• **Saved data entries**
<<<<
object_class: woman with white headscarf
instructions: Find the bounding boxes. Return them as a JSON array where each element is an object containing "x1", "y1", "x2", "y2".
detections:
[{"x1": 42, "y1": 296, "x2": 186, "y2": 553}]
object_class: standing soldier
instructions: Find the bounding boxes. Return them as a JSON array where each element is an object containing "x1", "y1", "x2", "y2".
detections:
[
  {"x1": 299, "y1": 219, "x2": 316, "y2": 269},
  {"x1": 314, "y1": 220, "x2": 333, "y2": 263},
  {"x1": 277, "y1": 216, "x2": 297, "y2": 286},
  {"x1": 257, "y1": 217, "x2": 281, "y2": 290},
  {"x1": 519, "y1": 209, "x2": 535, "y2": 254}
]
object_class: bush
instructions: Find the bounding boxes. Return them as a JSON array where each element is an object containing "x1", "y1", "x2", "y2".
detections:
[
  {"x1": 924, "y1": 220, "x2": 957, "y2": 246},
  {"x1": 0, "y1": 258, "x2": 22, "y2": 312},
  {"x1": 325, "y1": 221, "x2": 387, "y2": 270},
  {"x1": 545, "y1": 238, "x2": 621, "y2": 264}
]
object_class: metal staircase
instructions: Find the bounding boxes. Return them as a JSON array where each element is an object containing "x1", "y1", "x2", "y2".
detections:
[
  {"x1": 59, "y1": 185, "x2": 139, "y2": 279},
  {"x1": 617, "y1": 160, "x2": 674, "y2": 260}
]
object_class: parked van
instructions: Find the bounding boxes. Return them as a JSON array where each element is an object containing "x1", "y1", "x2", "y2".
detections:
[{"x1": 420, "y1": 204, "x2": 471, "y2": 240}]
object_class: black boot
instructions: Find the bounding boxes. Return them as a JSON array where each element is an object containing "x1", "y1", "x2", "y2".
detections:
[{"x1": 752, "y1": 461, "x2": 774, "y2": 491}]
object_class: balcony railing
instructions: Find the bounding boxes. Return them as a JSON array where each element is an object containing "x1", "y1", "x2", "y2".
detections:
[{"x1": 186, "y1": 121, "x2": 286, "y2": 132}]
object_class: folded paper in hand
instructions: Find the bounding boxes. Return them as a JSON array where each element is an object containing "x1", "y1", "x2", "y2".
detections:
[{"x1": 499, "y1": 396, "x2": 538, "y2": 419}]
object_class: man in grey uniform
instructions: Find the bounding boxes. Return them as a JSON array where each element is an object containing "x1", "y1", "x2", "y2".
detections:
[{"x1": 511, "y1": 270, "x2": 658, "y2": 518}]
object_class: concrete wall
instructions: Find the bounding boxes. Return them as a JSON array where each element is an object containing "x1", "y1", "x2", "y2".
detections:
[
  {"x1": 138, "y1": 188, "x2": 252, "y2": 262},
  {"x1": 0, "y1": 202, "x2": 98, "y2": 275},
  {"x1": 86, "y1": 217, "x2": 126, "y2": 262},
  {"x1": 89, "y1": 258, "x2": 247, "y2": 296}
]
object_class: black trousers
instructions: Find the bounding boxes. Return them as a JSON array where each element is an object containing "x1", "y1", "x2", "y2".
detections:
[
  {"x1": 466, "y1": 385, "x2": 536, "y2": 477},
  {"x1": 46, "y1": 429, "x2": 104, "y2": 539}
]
>>>>
Restate verbatim the first line above and all lines after it through the line containing "object_class: folded paper in hand"; omit the rest.

• **Response to this task**
object_class: woman with white headscarf
instructions: Find the bounding boxes. Return them as a JSON array where each element is an object containing "x1", "y1", "x2", "y2".
detections:
[{"x1": 42, "y1": 296, "x2": 186, "y2": 553}]
object_class: standing soldier
instructions: Find the bounding boxes. Return them as a JSON array where each element is an object containing "x1", "y1", "x2", "y2".
detections:
[
  {"x1": 299, "y1": 219, "x2": 316, "y2": 269},
  {"x1": 314, "y1": 220, "x2": 333, "y2": 263},
  {"x1": 277, "y1": 216, "x2": 297, "y2": 286},
  {"x1": 257, "y1": 217, "x2": 281, "y2": 290},
  {"x1": 519, "y1": 209, "x2": 535, "y2": 254}
]
object_class: bush
instructions: Find the bounding boxes. Return them as a JSON array where each element is an object containing "x1", "y1", "x2", "y2".
detections:
[
  {"x1": 924, "y1": 220, "x2": 957, "y2": 246},
  {"x1": 0, "y1": 258, "x2": 22, "y2": 312},
  {"x1": 325, "y1": 221, "x2": 387, "y2": 270},
  {"x1": 545, "y1": 238, "x2": 621, "y2": 264}
]
object_class: metal staircase
instructions: Find the bounding boxes. Return them as a JSON array where each element is an object containing "x1", "y1", "x2", "y2".
detections:
[
  {"x1": 59, "y1": 185, "x2": 139, "y2": 279},
  {"x1": 617, "y1": 160, "x2": 674, "y2": 260}
]
object_class: parked van
instructions: Find the bounding boxes. Return them as a JSON array where each element is an object containing "x1", "y1", "x2", "y2".
detections:
[{"x1": 420, "y1": 204, "x2": 471, "y2": 240}]
object_class: black boot
instructions: Find the bounding boxes. Return them as a JSON array where each element is an object containing "x1", "y1", "x2", "y2".
detections:
[{"x1": 752, "y1": 461, "x2": 774, "y2": 491}]
object_class: balcony railing
instructions: Find the bounding boxes. Return them as a JSON array where each element is an object containing "x1", "y1", "x2", "y2".
detections:
[{"x1": 186, "y1": 121, "x2": 286, "y2": 132}]
object_class: folded paper in hand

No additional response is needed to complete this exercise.